> WHAT IS NEEDED:
The data must be returned in full and exactly as given.

_ _ _ _ _

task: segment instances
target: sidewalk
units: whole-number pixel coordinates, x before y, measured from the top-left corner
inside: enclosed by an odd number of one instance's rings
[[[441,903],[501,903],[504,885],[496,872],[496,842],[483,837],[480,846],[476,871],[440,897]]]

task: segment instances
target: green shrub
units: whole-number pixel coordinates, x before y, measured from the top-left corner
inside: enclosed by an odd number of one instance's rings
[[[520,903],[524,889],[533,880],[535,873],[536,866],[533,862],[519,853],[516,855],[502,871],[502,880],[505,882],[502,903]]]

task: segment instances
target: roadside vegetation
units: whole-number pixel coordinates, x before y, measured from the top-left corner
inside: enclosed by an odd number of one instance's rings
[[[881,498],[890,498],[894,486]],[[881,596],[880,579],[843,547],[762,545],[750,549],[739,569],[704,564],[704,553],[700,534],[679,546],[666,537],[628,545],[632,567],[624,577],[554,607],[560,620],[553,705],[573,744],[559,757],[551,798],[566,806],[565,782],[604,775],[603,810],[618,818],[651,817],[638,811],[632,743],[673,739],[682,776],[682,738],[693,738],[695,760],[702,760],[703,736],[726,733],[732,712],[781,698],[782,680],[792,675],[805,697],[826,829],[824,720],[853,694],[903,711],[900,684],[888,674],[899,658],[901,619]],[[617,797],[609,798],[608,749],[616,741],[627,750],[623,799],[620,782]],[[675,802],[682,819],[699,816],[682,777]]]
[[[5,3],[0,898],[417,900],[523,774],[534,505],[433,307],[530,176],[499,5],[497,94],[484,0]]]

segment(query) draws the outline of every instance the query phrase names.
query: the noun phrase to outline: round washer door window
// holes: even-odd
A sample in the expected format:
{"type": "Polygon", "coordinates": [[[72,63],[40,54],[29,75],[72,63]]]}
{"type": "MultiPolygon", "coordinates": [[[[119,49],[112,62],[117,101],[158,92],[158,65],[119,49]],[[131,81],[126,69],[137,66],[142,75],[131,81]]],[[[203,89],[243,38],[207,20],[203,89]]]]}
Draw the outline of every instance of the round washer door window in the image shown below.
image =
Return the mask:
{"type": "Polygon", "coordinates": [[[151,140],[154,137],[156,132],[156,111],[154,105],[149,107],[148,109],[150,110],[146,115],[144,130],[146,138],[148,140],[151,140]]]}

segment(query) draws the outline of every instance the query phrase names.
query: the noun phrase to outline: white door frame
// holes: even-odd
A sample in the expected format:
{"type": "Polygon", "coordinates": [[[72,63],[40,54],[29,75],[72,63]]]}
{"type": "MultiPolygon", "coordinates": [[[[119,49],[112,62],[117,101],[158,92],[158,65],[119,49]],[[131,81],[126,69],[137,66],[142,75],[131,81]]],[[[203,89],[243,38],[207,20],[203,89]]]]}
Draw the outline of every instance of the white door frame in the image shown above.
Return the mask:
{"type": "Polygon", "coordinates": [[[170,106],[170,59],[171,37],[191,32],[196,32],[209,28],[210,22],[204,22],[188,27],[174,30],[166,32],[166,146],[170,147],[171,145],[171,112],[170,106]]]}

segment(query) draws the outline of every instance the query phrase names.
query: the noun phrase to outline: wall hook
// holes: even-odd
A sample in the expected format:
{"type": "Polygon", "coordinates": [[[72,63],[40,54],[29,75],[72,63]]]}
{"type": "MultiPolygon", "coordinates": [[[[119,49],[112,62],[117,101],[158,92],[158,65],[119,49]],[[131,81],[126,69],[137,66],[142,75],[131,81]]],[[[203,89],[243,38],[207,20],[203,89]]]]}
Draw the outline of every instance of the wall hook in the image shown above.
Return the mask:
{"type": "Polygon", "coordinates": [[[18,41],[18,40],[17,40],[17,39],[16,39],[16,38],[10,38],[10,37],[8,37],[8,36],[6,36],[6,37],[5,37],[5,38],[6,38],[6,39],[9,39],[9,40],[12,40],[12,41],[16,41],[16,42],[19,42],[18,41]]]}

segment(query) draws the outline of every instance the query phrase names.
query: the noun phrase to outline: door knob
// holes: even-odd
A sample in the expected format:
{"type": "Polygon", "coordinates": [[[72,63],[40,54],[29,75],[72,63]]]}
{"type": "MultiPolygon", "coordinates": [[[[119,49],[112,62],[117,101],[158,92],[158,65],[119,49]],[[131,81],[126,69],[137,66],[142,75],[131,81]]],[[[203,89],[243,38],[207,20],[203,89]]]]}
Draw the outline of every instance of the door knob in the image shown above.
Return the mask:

_ _ _ _ _

> ANSWER:
task: segment instances
target: sidewalk
units: whole-number pixel coordinates, x before y, measured from the top-left corner
inside: enclosed by an odd number of one instance's rings
[[[441,903],[501,903],[504,885],[496,872],[496,842],[483,837],[480,846],[476,871],[440,897]]]

task: segment instances
target: green shrub
units: whole-number pixel coordinates, x before y, measured from the top-left corner
inside: enclosed by an odd number of one instance's rings
[[[520,903],[524,889],[533,880],[535,873],[536,866],[533,862],[519,853],[516,855],[502,871],[502,880],[505,882],[502,903]]]

task: segment instances
target: roadside vegetation
units: whole-number pixel coordinates, x before y, measured from the top-left corner
inside: enclosed by an odd number of one instance's rings
[[[881,498],[890,498],[894,486]],[[881,596],[880,579],[843,547],[762,545],[750,549],[739,569],[704,564],[704,553],[700,534],[679,546],[666,537],[628,545],[632,567],[624,577],[554,607],[560,620],[553,705],[573,744],[559,757],[551,798],[566,806],[565,782],[604,775],[603,810],[618,818],[651,817],[638,811],[632,743],[673,739],[682,776],[682,738],[693,738],[695,760],[702,760],[703,736],[726,733],[732,712],[781,698],[782,680],[792,675],[805,697],[826,829],[824,720],[853,694],[903,711],[900,684],[888,674],[899,658],[901,619]],[[617,797],[609,798],[608,749],[616,741],[627,750],[623,799],[620,782]],[[675,802],[682,819],[699,816],[682,777]]]
[[[5,3],[0,898],[417,900],[523,774],[534,505],[433,307],[530,176],[499,5],[497,94],[484,0]]]

segment(query) draws the outline of every instance the query phrase names.
query: the noun phrase to outline: round washer door window
// holes: even-odd
A sample in the expected format:
{"type": "Polygon", "coordinates": [[[72,63],[40,54],[29,75],[72,63]]]}
{"type": "MultiPolygon", "coordinates": [[[[119,49],[112,62],[117,101],[158,92],[158,65],[119,49]],[[131,81],[126,69],[137,66],[142,75],[131,81]]],[[[203,89],[243,38],[207,20],[203,89]]]]}
Draw the outline of every instance of the round washer door window in the image shown below.
image =
Return the mask:
{"type": "Polygon", "coordinates": [[[151,140],[154,137],[156,132],[156,111],[154,105],[149,107],[148,109],[150,110],[146,115],[144,130],[146,138],[148,140],[151,140]]]}

segment(query) draws the outline of every instance the query phrase names.
query: the noun phrase to outline: white door frame
// holes: even-odd
A sample in the expected format:
{"type": "Polygon", "coordinates": [[[72,63],[40,54],[29,75],[72,63]]]}
{"type": "MultiPolygon", "coordinates": [[[[119,49],[112,62],[117,101],[158,92],[158,65],[119,49]],[[131,81],[126,69],[137,66],[142,75],[131,81]]],[[[203,89],[243,38],[207,20],[203,89]]]]}
Draw the outline of every instance of the white door frame in the image shown above.
Return the mask:
{"type": "Polygon", "coordinates": [[[170,106],[170,59],[171,37],[191,32],[196,32],[209,28],[210,22],[204,22],[188,27],[174,30],[166,32],[166,146],[170,147],[171,145],[171,112],[170,106]]]}

segment(query) draws the outline of every instance the query phrase names.
query: the noun phrase to outline: wall hook
// holes: even-odd
A sample in the expected format:
{"type": "Polygon", "coordinates": [[[72,63],[40,54],[29,75],[72,63]]]}
{"type": "MultiPolygon", "coordinates": [[[[119,49],[112,62],[117,101],[158,92],[158,65],[119,49]],[[131,81],[126,69],[137,66],[142,75],[131,81]]],[[[203,89],[243,38],[207,20],[203,89]]]]}
Draw the outline of every instance of the wall hook in the image shown above.
Return the mask:
{"type": "Polygon", "coordinates": [[[18,41],[18,40],[17,40],[17,39],[16,39],[16,38],[10,38],[10,37],[8,37],[8,36],[6,36],[6,37],[5,37],[5,38],[6,38],[6,39],[9,39],[9,40],[12,40],[12,41],[16,41],[16,42],[19,42],[18,41]]]}

segment(query) draws the outline of every instance the query phrase names.
query: the noun phrase to outline: door knob
// holes: even-odd
A sample in the expected format:
{"type": "Polygon", "coordinates": [[[72,63],[40,54],[29,75],[72,63]]]}
{"type": "MultiPolygon", "coordinates": [[[[119,49],[112,62],[117,101],[158,92],[158,65],[119,49]],[[131,81],[126,69],[137,66],[142,75],[131,81]]],[[[203,89],[243,38],[207,20],[203,89]]]]}
Draw the outline of every instance of the door knob in the image shown above.
Return the mask:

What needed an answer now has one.